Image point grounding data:

§ §

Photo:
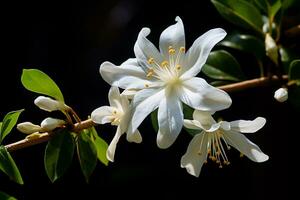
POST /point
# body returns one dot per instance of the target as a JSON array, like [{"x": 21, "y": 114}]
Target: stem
[{"x": 263, "y": 81}]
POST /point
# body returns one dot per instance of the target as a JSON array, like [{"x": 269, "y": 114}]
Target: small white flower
[
  {"x": 50, "y": 124},
  {"x": 48, "y": 104},
  {"x": 166, "y": 78},
  {"x": 215, "y": 138},
  {"x": 281, "y": 94},
  {"x": 28, "y": 127},
  {"x": 118, "y": 114}
]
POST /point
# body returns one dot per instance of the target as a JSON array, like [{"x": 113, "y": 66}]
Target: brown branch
[
  {"x": 43, "y": 137},
  {"x": 88, "y": 123},
  {"x": 263, "y": 81}
]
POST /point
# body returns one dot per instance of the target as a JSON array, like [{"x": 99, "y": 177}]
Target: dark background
[{"x": 68, "y": 41}]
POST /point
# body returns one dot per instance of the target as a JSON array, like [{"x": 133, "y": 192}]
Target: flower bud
[
  {"x": 50, "y": 124},
  {"x": 28, "y": 127},
  {"x": 281, "y": 94},
  {"x": 48, "y": 104}
]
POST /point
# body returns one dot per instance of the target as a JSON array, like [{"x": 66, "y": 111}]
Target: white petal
[
  {"x": 198, "y": 53},
  {"x": 245, "y": 146},
  {"x": 170, "y": 121},
  {"x": 198, "y": 94},
  {"x": 248, "y": 126},
  {"x": 110, "y": 152},
  {"x": 143, "y": 103},
  {"x": 125, "y": 76},
  {"x": 192, "y": 124},
  {"x": 194, "y": 157},
  {"x": 135, "y": 137},
  {"x": 172, "y": 36},
  {"x": 144, "y": 50},
  {"x": 103, "y": 115}
]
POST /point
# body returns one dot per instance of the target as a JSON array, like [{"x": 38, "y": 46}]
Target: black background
[{"x": 68, "y": 41}]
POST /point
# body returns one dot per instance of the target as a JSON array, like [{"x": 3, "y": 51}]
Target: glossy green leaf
[
  {"x": 37, "y": 81},
  {"x": 59, "y": 154},
  {"x": 87, "y": 154},
  {"x": 154, "y": 120},
  {"x": 8, "y": 123},
  {"x": 221, "y": 65},
  {"x": 101, "y": 146},
  {"x": 294, "y": 73},
  {"x": 241, "y": 13},
  {"x": 246, "y": 43},
  {"x": 9, "y": 167},
  {"x": 4, "y": 196}
]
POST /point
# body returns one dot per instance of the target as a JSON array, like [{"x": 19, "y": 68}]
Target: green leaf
[
  {"x": 294, "y": 73},
  {"x": 154, "y": 120},
  {"x": 241, "y": 13},
  {"x": 9, "y": 167},
  {"x": 4, "y": 196},
  {"x": 37, "y": 81},
  {"x": 87, "y": 154},
  {"x": 101, "y": 146},
  {"x": 246, "y": 43},
  {"x": 8, "y": 123},
  {"x": 59, "y": 154},
  {"x": 221, "y": 65}
]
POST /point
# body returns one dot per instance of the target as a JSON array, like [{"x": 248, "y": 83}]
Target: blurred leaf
[
  {"x": 100, "y": 145},
  {"x": 241, "y": 13},
  {"x": 87, "y": 154},
  {"x": 59, "y": 154},
  {"x": 154, "y": 120},
  {"x": 4, "y": 196},
  {"x": 37, "y": 81},
  {"x": 221, "y": 65},
  {"x": 246, "y": 43},
  {"x": 9, "y": 167},
  {"x": 8, "y": 123},
  {"x": 294, "y": 73}
]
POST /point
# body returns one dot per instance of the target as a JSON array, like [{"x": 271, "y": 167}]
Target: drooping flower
[
  {"x": 166, "y": 78},
  {"x": 281, "y": 94},
  {"x": 118, "y": 115},
  {"x": 214, "y": 139}
]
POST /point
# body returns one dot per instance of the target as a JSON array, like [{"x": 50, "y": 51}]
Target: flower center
[
  {"x": 117, "y": 117},
  {"x": 215, "y": 148},
  {"x": 169, "y": 70}
]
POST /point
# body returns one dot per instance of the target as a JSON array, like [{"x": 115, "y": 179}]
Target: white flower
[
  {"x": 215, "y": 138},
  {"x": 281, "y": 94},
  {"x": 117, "y": 114},
  {"x": 48, "y": 104},
  {"x": 50, "y": 124},
  {"x": 28, "y": 127},
  {"x": 166, "y": 78}
]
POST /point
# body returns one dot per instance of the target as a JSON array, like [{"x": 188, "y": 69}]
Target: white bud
[
  {"x": 281, "y": 94},
  {"x": 50, "y": 124},
  {"x": 271, "y": 48},
  {"x": 28, "y": 127},
  {"x": 48, "y": 104}
]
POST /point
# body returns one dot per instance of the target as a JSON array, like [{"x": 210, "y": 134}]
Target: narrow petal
[
  {"x": 245, "y": 146},
  {"x": 198, "y": 94},
  {"x": 143, "y": 103},
  {"x": 144, "y": 50},
  {"x": 170, "y": 121},
  {"x": 110, "y": 152},
  {"x": 198, "y": 53},
  {"x": 195, "y": 155},
  {"x": 248, "y": 126},
  {"x": 103, "y": 115},
  {"x": 135, "y": 137},
  {"x": 172, "y": 36},
  {"x": 125, "y": 76}
]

§ §

- **Try it**:
Return the data word for word without its pictures.

- **Response below**:
Photo:
POST /point
# body returns one dot per instance of the target as a JSON array, like [{"x": 21, "y": 114}]
Target: stem
[{"x": 263, "y": 81}]
POST /point
# body returns one dot per instance of the target as a JSON array, like [{"x": 269, "y": 114}]
Target: small white flower
[
  {"x": 50, "y": 124},
  {"x": 48, "y": 104},
  {"x": 166, "y": 78},
  {"x": 215, "y": 138},
  {"x": 281, "y": 94},
  {"x": 28, "y": 127},
  {"x": 118, "y": 114}
]
POST /point
# body returns one dot per instance of the target as a JSON array, like [{"x": 113, "y": 66}]
Target: brown branch
[
  {"x": 43, "y": 137},
  {"x": 88, "y": 123},
  {"x": 263, "y": 81}
]
POST /point
# body returns one dot per instance of the target as a JSON array, like [{"x": 99, "y": 177}]
Target: dark background
[{"x": 68, "y": 41}]
POST /point
# body returns one dot per instance of the target as a JSON array, like [{"x": 133, "y": 192}]
Target: flower bud
[
  {"x": 50, "y": 124},
  {"x": 28, "y": 127},
  {"x": 281, "y": 94},
  {"x": 48, "y": 104}
]
POST /point
# body returns one dot per instance of the target as a JSON array, like [{"x": 66, "y": 111}]
Target: white petal
[
  {"x": 198, "y": 53},
  {"x": 245, "y": 146},
  {"x": 170, "y": 121},
  {"x": 198, "y": 94},
  {"x": 248, "y": 126},
  {"x": 110, "y": 152},
  {"x": 143, "y": 103},
  {"x": 125, "y": 76},
  {"x": 192, "y": 124},
  {"x": 194, "y": 157},
  {"x": 135, "y": 137},
  {"x": 172, "y": 36},
  {"x": 144, "y": 50},
  {"x": 103, "y": 115}
]
POST /point
# body returns one dot per instance of the target as a JSON array, like [{"x": 38, "y": 46}]
Target: black background
[{"x": 68, "y": 41}]
POST /point
# body returns one dot per instance of the target as a JSON array, like [{"x": 3, "y": 51}]
Target: glossy green leaf
[
  {"x": 37, "y": 81},
  {"x": 59, "y": 154},
  {"x": 87, "y": 154},
  {"x": 154, "y": 120},
  {"x": 8, "y": 123},
  {"x": 221, "y": 65},
  {"x": 101, "y": 146},
  {"x": 294, "y": 73},
  {"x": 241, "y": 13},
  {"x": 246, "y": 43},
  {"x": 9, "y": 167},
  {"x": 4, "y": 196}
]
POST /point
# body returns one dot per instance of the target as a JSON array, like [{"x": 19, "y": 68}]
Target: green leaf
[
  {"x": 294, "y": 73},
  {"x": 154, "y": 120},
  {"x": 241, "y": 13},
  {"x": 9, "y": 167},
  {"x": 4, "y": 196},
  {"x": 37, "y": 81},
  {"x": 87, "y": 154},
  {"x": 101, "y": 146},
  {"x": 246, "y": 43},
  {"x": 8, "y": 123},
  {"x": 59, "y": 154},
  {"x": 221, "y": 65}
]
POST /point
# body returns one dot per instance of the target as a JSON array, like [{"x": 248, "y": 83}]
Target: blurred leaf
[
  {"x": 100, "y": 145},
  {"x": 241, "y": 13},
  {"x": 87, "y": 154},
  {"x": 59, "y": 154},
  {"x": 154, "y": 120},
  {"x": 4, "y": 196},
  {"x": 37, "y": 81},
  {"x": 221, "y": 65},
  {"x": 246, "y": 43},
  {"x": 9, "y": 167},
  {"x": 8, "y": 123},
  {"x": 294, "y": 73}
]
POST /point
# body returns one dot per instance of the target as a JSON array, like [{"x": 271, "y": 167}]
Target: drooping flower
[
  {"x": 166, "y": 78},
  {"x": 281, "y": 94},
  {"x": 118, "y": 115},
  {"x": 214, "y": 139}
]
POST /point
# body returns one dot per instance of the target as a JSON array, like [{"x": 50, "y": 51}]
Target: flower center
[
  {"x": 117, "y": 117},
  {"x": 215, "y": 148},
  {"x": 169, "y": 70}
]
POST /point
# body returns one dot per instance of the target as a JSON array, like [{"x": 115, "y": 179}]
Target: white flower
[
  {"x": 215, "y": 138},
  {"x": 281, "y": 94},
  {"x": 117, "y": 114},
  {"x": 48, "y": 104},
  {"x": 50, "y": 124},
  {"x": 28, "y": 127},
  {"x": 166, "y": 78}
]
POST /point
# body returns one dot per instance of the target as a JSON array, like [{"x": 188, "y": 69}]
Target: white bud
[
  {"x": 281, "y": 94},
  {"x": 50, "y": 124},
  {"x": 271, "y": 48},
  {"x": 28, "y": 127},
  {"x": 48, "y": 104}
]
POST /point
# body returns one dot per instance of the target as a JSON array, like [{"x": 210, "y": 134}]
Target: narrow petal
[
  {"x": 245, "y": 146},
  {"x": 198, "y": 94},
  {"x": 143, "y": 103},
  {"x": 144, "y": 50},
  {"x": 170, "y": 121},
  {"x": 110, "y": 152},
  {"x": 198, "y": 53},
  {"x": 195, "y": 155},
  {"x": 248, "y": 126},
  {"x": 103, "y": 115},
  {"x": 135, "y": 137},
  {"x": 172, "y": 36},
  {"x": 125, "y": 76}
]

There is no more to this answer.